Task set
- 1) In the memcg soft limit thread, how would you translate the sentence "Groups in excess of their soft limits would still experience relatively more reclaim pressure than their well-behaved peers." into French?
- 2) From the memcg soft limit thread, can you set down word for word the passage starting at "Historically soft limit" and ending at "guarantee as well."?

** BEGIN Selected excerpt **

From: Johannes Weiner <hannes-druUgvl0LCNAfugRpC6u6w@public.gmane.org>
To: Tejun Heo <tj-DgEjT+Ai2ygdnm+yROfE0A@public.gmane.org>
Cc: Michal Hocko <mhocko-AlSwsSmVLrQ@public.gmane.org>,
Balbir Singh
<bsingharora-Re5JQEeQqe8AvxtiuMwx3w@public.gmane.org>,
KAMEZAWA Hiroyuki
<kamezawa.hiroyu-+CUm20s59erQFUHtdCDX3A@public.gmane.org>,
cgroups-u79uwXL29TY76Z2rM5mHXA@public.gmane.org,
linux-mm-Bw31MaZKKs3YtjvyW6yDsg@public.gmane.org,
Hugh Dickins <hughd-hpIqsD4AKlfQT0dZR+AlfA@public.gmane.org>,
Ying Han <yinghan-hpIqsD4AKlfQT0dZR+AlfA@public.gmane.org>,
Glauber Costa <glommer-bzQdu9zFT3WakBO8gow8eQ@public.gmane.org>,
Michel Lespinasse
<walken-hpIqsD4AKlfQT0dZR+AlfA@public.gmane.org>,
Greg Thelen <gthelen-hpIqsD4AKlfQT0dZR+AlfA@public.gmane.org>
Subject: Re: memcg: softlimit on internal nodes
Date: Wed, 24 Apr 2013 17:45:31 -0400 [thread overview]
Message-ID: <20130424214531.GA18686@cmpxchg.org> (raw)
In-Reply-To: <20130422183020.GF12543-Gd/HAXX7CRxy/B6EtB590w@public.gmane.org>
On Mon, Apr 22, 2013 at 11:30:20AM -0700, Tejun Heo wrote:
> Hey,
>
> On Mon, Apr 22, 2013 at 06:20:12PM +0200, Michal Hocko wrote:
> > Although the default limit is correct it is impractical for use
> > because it doesn't allow for "I behave do not reclaim me if you can"
> > cases. And we can implement such a behavior really easily with backward
> > compatibility and new interfaces (aka reuse the soft limit for that).
>
> Okay, now we're back to square one and I'm reinstating all the mean
> things I said in this thread. :P No wonder everyone is so confused
> about this. Michal, you can't overload two controls which exert
> pressure on the opposite direction onto a single knob and define a
> sane hierarchical behavior for it. You're making it a point control
> rather than range one. Maybe you can define some twisted rules
> serving certain specific use case, but it's gonna be confusing /
> broken for different use cases.
Historically soft limit meant prioritizing certain memcgs over others
and the memcgs over their soft limit should experience relatively more
reclaim pressure than the ones below their soft limit.
Now, if we go and say you are only reclaimed when you exceed your soft
limit we would retain the prioritization aspect. Groups in excess of
their soft limits would still experience relatively more reclaim
pressure than their well-behaved peers. But it would have the nice
side effect of acting more or less like a guarantee as well.

** END Selected excerpt **
** BEGIN Stored rows **

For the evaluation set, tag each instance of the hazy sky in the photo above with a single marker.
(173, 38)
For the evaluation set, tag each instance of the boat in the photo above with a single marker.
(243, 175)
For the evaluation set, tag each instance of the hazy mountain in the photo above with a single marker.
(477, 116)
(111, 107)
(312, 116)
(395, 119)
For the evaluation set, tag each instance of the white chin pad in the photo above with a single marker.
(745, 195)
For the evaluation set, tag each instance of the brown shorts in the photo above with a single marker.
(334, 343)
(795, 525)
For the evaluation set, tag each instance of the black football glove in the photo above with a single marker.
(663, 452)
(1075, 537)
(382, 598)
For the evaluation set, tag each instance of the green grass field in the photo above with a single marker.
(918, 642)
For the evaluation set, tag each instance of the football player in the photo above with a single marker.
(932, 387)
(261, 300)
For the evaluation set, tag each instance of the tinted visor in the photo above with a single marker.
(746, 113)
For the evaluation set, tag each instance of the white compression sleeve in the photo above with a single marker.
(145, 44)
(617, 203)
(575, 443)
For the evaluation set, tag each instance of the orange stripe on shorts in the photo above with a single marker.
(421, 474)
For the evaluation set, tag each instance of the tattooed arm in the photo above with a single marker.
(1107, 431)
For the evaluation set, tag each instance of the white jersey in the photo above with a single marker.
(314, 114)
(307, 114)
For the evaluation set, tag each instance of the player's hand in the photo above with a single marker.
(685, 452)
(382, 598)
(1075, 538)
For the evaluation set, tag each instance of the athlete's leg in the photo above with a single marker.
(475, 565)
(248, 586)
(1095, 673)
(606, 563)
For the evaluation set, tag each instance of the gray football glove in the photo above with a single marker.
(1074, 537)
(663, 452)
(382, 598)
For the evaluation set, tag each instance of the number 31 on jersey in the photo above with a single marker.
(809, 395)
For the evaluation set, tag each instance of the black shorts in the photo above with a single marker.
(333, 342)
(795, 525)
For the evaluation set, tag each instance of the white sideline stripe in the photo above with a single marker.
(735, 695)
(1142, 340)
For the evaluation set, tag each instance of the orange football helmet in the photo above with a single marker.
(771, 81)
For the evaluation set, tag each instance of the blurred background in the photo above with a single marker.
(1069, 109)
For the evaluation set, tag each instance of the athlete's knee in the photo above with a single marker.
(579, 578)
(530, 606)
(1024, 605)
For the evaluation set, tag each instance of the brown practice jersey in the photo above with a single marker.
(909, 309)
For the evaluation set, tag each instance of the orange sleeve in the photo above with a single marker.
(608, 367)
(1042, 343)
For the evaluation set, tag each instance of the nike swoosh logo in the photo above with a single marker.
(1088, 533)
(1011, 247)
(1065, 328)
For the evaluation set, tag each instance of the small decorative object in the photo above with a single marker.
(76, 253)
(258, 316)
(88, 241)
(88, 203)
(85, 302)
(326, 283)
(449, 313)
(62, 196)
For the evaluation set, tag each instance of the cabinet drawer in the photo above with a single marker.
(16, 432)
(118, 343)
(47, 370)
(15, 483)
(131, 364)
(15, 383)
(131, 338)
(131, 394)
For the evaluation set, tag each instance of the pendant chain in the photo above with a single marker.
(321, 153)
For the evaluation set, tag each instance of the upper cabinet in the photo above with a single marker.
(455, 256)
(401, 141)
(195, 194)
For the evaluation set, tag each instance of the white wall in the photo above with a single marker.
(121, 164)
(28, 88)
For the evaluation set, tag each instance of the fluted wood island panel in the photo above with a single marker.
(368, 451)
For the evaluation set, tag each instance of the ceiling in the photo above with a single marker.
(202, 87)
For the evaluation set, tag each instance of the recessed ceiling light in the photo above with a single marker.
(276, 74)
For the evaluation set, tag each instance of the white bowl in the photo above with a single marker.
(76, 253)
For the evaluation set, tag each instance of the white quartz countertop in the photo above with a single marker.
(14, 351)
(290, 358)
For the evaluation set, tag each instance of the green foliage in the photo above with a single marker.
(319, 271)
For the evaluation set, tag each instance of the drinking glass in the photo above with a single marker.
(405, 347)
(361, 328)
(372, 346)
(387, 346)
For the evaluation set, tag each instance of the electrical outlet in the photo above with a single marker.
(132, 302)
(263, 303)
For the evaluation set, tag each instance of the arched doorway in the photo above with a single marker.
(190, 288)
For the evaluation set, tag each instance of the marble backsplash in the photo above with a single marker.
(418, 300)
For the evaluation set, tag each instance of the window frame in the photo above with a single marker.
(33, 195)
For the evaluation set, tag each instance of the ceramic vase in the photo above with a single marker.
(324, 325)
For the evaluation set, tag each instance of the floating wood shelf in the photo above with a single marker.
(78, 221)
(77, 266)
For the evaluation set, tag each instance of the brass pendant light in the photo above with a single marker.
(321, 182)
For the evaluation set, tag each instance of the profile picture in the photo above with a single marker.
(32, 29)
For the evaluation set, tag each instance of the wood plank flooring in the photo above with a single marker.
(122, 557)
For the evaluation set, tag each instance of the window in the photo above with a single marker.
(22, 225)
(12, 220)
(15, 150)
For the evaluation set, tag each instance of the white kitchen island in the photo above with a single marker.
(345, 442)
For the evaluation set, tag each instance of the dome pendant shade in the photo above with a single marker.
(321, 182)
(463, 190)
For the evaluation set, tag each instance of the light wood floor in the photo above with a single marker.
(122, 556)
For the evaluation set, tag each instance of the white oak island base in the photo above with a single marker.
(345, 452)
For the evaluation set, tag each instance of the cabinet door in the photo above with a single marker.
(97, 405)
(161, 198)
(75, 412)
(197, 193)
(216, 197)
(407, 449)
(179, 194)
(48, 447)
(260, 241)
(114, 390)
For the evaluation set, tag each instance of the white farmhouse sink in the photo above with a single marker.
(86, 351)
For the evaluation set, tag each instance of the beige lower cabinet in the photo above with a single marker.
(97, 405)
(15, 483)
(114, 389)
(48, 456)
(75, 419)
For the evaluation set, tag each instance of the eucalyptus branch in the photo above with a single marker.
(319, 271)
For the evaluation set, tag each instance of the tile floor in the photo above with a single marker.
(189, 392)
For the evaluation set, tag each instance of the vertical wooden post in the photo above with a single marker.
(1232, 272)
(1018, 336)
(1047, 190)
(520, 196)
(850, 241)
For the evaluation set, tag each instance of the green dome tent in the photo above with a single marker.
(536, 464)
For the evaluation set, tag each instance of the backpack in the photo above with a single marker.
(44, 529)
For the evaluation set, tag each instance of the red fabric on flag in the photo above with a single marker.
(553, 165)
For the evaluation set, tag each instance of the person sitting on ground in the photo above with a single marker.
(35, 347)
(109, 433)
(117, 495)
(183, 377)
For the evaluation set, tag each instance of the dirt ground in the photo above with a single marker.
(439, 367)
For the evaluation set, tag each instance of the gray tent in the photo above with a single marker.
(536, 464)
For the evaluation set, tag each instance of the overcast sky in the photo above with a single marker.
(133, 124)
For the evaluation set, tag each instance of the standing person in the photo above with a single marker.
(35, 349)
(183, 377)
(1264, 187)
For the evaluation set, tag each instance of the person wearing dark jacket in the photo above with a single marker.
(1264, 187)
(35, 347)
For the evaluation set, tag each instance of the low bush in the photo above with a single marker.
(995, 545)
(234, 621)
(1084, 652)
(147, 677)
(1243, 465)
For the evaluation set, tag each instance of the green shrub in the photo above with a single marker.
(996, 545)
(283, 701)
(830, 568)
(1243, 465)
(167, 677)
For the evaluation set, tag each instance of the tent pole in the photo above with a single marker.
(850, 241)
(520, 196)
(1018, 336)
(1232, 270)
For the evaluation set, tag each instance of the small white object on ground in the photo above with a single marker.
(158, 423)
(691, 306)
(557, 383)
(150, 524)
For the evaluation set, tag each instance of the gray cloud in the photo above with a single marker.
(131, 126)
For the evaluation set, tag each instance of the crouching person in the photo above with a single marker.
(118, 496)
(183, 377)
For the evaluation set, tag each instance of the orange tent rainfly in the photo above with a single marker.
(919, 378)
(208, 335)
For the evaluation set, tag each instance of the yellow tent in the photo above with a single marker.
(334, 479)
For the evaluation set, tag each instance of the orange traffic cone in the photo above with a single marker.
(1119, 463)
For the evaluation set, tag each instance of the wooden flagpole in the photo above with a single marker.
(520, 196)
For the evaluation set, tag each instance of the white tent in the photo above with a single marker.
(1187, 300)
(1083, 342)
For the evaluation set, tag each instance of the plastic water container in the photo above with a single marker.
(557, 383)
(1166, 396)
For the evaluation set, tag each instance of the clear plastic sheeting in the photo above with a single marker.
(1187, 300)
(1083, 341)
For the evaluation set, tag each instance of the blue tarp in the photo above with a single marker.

** END Stored rows **

Expected answers
- 1) Les groupes qui dépassent leurs limites souples subiraient toujours une pression de récupération relativement plus forte que leurs pairs qui se comportent bien.

- 2)
Historically soft limit meant prioritizing certain memcgs over others
and the memcgs over their soft limit should experience relatively more
reclaim pressure than the ones below their soft limit.
Now, if we go and say you are only reclaimed when you exceed your soft
limit we would retain the prioritization aspect. Groups in excess of
their soft limits would still experience relatively more reclaim
pressure than their well-behaved peers. But it would have the nice
side effect of acting more or less like a guarantee as well.